Instructions for the task:
Copy the passage on Kant below word for word, from its title line through its final sentence.

Passage to read:
========================

Thesis: Kant, and the mind that makes its world

For Kant, knowledge is not given to us; it is constituted by us. This is the reversal he was proud to call his Copernican turn. We had assumed that our knowledge must conform to objects. Suppose instead that objects must conform to the conditions under which we can know anything at all. Then the deep structure of experience is not read off the world but contributed by the mind.

He begins by dividing the work between two faculties. Sensibility is receptive: through it objects are given to us as intuitions. Understanding is spontaneous: through it objects are thought by means of concepts. Neither suffices alone. In his famous formula, thoughts without content are empty, intuitions without concepts are blind. Knowledge is the pressing together of the two — concept into intuition, mold into clay.

Sensibility has its own a priori forms. Whatever is given to us is given in space and in time. These are not features we abstract from experience; they are the forms under which anything can be experienced at all. Time, in particular, is the form of inner sense: every representation we have, of whatever kind, is ordered in time. It is the universal medium of the mind.

The understanding has its a priori forms too, and these are the categories. Here we reach the part Kant cared about most, and the part I want to explain properly, because it is the engine of the whole system.

========================

Data section:
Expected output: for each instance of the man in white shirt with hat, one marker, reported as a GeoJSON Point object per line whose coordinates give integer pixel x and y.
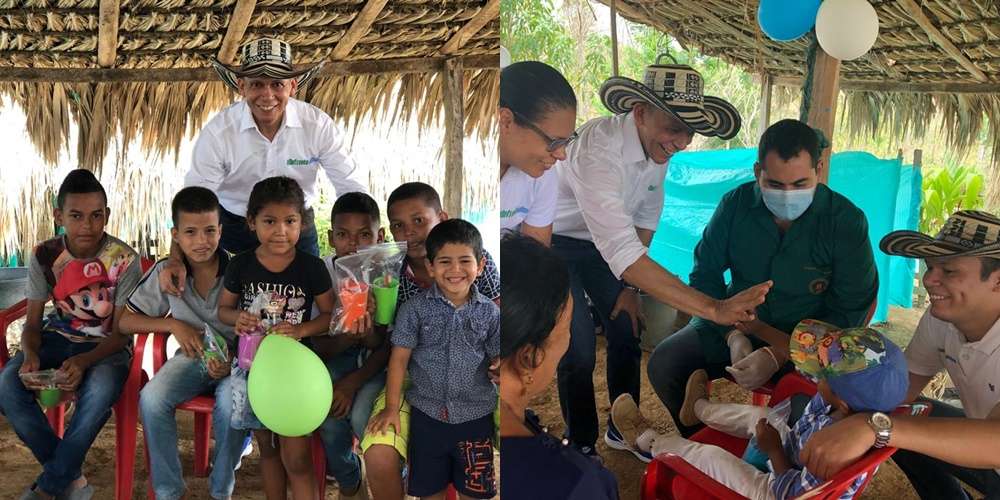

========================

Answer in full:
Thesis: Kant, and the mind that makes its world

For Kant, knowledge is not given to us; it is constituted by us. This is the reversal he was proud to call his Copernican turn. We had assumed that our knowledge must conform to objects. Suppose instead that objects must conform to the conditions under which we can know anything at all. Then the deep structure of experience is not read off the world but contributed by the mind.

He begins by dividing the work between two faculties. Sensibility is receptive: through it objects are given to us as intuitions. Understanding is spontaneous: through it objects are thought by means of concepts. Neither suffices alone. In his famous formula, thoughts without content are empty, intuitions without concepts are blind. Knowledge is the pressing together of the two — concept into intuition, mold into clay.

Sensibility has its own a priori forms. Whatever is given to us is given in space and in time. These are not features we abstract from experience; they are the forms under which anything can be experienced at all. Time, in particular, is the form of inner sense: every representation we have, of whatever kind, is ordered in time. It is the universal medium of the mind.

The understanding has its a priori forms too, and these are the categories. Here we reach the part Kant cared about most, and the part I want to explain properly, because it is the engine of the whole system.